- _PROMPT_
Extract each line of the data below that contains the word "wire".
· · · · · · ·
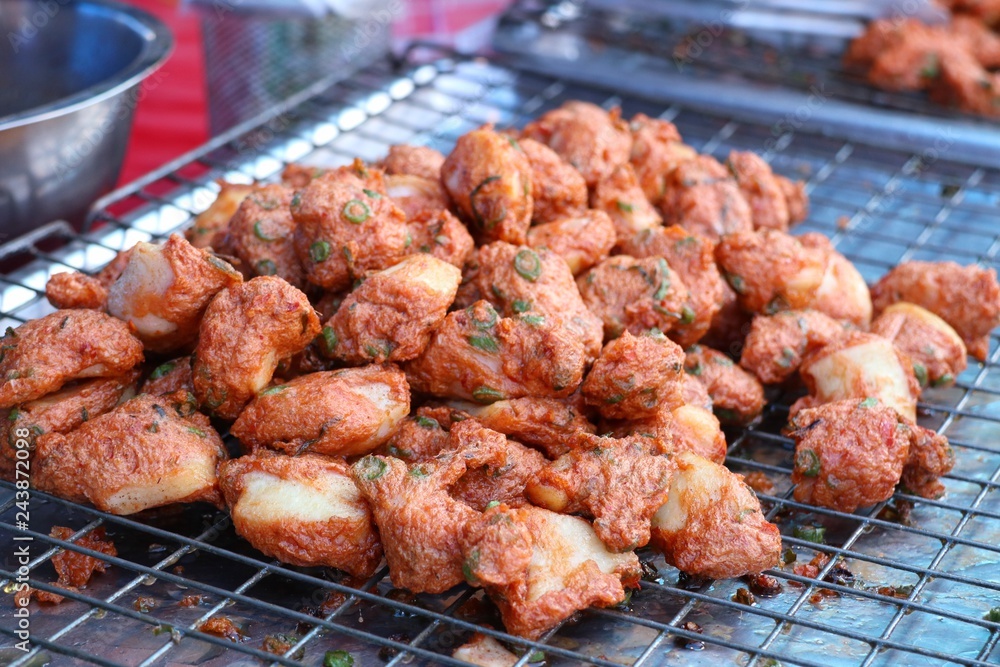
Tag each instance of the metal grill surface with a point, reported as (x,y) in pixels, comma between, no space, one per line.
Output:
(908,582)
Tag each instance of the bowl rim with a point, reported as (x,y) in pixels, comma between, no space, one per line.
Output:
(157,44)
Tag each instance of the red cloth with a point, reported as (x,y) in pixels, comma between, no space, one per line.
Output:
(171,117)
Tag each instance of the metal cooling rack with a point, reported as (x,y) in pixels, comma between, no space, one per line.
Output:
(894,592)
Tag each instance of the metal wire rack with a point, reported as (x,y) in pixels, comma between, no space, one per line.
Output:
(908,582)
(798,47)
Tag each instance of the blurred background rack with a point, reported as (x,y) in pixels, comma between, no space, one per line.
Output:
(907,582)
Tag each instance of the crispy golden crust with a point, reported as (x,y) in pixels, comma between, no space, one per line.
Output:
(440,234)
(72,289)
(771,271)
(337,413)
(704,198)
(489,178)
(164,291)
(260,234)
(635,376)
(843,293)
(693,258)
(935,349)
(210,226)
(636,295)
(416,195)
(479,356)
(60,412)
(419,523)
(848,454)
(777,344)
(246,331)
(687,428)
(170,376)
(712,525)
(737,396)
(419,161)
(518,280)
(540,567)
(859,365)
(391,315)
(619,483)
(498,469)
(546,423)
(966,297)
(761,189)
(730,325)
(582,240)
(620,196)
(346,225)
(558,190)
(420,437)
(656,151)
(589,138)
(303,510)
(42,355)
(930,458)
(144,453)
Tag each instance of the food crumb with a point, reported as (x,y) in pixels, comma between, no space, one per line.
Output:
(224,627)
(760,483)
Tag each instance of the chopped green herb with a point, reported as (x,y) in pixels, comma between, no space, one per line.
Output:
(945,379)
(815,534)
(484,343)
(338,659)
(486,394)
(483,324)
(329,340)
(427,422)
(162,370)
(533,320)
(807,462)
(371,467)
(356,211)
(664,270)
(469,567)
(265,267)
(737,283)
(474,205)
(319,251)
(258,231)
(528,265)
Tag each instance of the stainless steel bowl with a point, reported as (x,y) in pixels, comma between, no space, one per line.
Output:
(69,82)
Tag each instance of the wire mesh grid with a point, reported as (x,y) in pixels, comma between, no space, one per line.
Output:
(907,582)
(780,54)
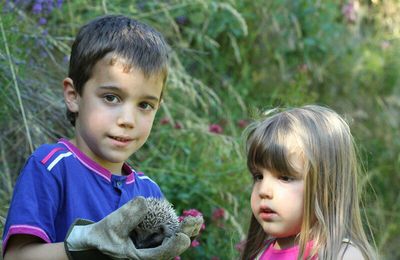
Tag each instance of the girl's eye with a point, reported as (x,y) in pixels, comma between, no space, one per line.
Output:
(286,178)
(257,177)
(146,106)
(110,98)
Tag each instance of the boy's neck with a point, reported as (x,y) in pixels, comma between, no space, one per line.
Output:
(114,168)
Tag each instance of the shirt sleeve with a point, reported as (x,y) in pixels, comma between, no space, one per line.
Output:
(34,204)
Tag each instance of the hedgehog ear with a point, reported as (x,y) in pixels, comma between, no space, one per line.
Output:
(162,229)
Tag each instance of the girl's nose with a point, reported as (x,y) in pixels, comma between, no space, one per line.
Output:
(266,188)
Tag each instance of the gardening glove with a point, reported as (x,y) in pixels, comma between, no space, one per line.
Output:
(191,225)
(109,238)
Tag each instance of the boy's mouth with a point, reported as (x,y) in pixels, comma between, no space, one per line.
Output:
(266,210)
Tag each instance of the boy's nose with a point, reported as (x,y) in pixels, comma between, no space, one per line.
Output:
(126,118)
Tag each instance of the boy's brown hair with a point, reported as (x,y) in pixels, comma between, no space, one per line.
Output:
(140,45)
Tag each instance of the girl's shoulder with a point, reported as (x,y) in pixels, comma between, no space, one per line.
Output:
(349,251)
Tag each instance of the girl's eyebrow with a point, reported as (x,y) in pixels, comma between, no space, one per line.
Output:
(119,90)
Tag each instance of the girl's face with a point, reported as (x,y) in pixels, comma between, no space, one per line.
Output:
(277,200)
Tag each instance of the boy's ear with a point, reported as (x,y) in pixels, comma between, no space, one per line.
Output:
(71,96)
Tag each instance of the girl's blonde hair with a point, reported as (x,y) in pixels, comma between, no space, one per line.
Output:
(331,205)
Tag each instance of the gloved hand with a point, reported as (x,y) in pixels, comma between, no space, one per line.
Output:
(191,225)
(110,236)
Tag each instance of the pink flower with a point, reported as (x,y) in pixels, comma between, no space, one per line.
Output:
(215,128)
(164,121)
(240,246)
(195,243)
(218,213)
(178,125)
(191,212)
· · · · · · ·
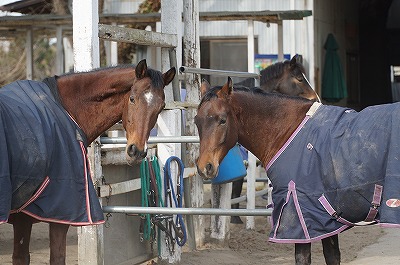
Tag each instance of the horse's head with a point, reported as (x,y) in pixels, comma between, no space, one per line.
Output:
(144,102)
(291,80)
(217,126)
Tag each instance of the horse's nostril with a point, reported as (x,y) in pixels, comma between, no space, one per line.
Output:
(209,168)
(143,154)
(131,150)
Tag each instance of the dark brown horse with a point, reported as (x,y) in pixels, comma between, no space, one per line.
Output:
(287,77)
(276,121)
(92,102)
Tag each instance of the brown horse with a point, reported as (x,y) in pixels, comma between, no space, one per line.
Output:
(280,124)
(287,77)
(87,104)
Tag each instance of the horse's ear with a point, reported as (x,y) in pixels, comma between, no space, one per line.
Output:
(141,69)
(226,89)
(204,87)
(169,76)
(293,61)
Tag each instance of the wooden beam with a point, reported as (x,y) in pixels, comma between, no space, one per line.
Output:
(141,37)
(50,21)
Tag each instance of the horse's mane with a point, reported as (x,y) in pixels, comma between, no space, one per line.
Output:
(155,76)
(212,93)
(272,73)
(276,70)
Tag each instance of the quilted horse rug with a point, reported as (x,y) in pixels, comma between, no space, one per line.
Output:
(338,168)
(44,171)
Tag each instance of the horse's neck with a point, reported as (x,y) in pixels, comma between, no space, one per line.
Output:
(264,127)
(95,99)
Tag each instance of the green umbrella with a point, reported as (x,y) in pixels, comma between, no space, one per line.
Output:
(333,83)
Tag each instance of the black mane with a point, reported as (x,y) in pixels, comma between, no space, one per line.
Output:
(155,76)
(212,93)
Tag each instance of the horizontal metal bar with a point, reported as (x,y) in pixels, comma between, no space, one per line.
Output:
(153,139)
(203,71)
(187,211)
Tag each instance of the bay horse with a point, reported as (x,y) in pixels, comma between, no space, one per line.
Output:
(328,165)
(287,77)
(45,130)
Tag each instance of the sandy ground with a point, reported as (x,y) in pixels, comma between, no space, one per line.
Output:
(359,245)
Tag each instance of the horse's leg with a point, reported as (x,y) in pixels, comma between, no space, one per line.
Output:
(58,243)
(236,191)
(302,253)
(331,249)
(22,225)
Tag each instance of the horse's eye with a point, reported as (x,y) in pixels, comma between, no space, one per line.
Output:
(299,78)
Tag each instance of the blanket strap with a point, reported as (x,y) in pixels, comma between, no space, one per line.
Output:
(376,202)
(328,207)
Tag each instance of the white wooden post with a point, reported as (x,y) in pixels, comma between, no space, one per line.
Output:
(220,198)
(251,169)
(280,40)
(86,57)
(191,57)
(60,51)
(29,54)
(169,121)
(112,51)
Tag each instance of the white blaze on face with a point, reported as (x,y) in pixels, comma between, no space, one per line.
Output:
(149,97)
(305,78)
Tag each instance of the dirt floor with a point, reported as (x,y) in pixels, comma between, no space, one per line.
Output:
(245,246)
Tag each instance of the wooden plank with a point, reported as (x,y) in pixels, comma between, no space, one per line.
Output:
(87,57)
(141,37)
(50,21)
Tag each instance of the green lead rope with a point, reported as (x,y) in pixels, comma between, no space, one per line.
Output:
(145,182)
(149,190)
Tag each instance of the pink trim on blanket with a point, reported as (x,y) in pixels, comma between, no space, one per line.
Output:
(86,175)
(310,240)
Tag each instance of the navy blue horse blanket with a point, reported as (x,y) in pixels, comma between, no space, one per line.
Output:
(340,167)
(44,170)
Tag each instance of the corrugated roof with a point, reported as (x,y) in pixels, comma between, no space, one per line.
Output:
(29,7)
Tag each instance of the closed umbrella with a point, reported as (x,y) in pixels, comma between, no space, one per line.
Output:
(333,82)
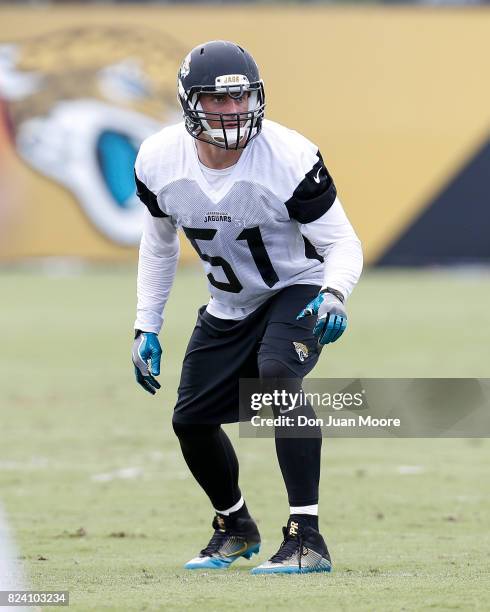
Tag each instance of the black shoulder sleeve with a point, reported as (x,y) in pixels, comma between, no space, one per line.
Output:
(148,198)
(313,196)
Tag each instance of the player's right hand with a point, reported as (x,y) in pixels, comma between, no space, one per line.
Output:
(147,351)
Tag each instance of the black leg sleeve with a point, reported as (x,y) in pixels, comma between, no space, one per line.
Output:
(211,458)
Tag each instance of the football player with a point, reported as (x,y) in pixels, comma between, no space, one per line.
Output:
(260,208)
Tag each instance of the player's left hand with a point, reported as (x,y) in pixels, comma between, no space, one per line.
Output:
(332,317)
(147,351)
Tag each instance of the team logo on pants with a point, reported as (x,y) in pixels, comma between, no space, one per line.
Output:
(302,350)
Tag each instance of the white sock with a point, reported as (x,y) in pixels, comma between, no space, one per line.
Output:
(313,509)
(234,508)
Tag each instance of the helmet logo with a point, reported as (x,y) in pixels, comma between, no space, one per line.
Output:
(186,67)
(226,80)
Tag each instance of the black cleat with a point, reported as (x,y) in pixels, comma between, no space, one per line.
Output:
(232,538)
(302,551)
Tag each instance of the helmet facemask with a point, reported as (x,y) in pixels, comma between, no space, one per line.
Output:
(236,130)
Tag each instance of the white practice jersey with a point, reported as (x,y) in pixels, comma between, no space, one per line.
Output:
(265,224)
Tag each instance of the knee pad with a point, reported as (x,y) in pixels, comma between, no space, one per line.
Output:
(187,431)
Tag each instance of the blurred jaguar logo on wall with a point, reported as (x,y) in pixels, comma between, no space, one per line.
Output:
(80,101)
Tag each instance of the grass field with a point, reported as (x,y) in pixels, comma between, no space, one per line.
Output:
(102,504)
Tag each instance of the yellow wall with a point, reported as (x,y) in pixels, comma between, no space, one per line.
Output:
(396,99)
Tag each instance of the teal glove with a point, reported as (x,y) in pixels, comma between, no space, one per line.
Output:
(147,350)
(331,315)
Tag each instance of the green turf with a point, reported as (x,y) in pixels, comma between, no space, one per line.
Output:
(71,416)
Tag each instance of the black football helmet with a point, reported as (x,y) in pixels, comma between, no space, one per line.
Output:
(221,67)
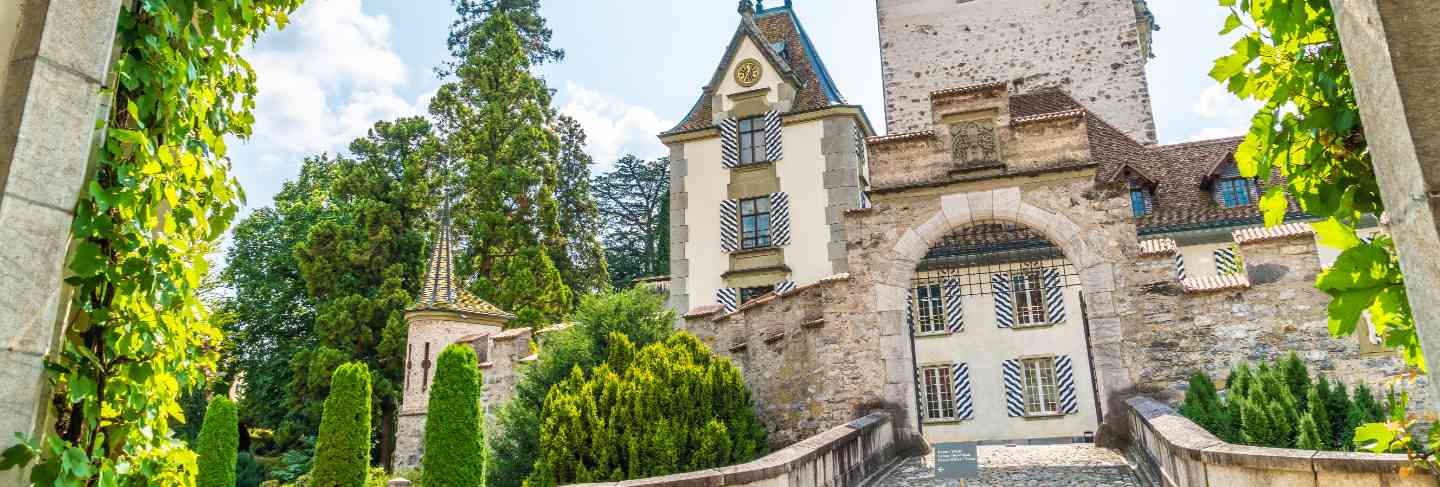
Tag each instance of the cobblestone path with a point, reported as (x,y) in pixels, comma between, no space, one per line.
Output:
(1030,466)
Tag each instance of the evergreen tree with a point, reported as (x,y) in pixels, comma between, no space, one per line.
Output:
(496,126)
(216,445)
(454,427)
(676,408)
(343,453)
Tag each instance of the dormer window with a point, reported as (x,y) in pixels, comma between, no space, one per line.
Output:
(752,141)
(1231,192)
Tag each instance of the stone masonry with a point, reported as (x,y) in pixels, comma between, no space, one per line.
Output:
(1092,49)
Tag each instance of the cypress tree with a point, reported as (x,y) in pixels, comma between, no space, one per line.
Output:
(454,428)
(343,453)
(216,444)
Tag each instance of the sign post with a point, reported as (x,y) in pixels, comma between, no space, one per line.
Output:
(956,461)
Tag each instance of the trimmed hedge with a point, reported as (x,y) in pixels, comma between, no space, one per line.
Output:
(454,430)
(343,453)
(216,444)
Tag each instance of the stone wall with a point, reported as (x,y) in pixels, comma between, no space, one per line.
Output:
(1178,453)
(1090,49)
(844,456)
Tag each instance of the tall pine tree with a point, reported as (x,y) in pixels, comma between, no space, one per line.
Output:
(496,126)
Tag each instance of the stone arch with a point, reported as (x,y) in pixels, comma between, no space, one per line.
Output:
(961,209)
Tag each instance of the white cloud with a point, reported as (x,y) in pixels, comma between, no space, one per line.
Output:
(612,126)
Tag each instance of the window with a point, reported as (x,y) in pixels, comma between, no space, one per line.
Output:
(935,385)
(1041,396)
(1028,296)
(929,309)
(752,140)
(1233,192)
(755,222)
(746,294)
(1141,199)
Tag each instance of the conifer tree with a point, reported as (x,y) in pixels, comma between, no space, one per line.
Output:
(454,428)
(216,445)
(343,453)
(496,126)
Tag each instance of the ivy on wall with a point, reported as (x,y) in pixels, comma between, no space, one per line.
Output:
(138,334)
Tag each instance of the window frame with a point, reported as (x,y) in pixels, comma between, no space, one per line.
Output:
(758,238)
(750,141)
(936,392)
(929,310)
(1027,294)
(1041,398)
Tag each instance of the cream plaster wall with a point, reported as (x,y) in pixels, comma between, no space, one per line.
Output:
· · · · · · ·
- _RESULT OF THIS TASK_
Tag each instance of the metal wire rack with a point, reported as (x,y) in pixels, comma between, no space, one per line.
Tag each instance of the wire mesh grid with a point, reported as (x,y) in pixels, comma between, no space, one per line.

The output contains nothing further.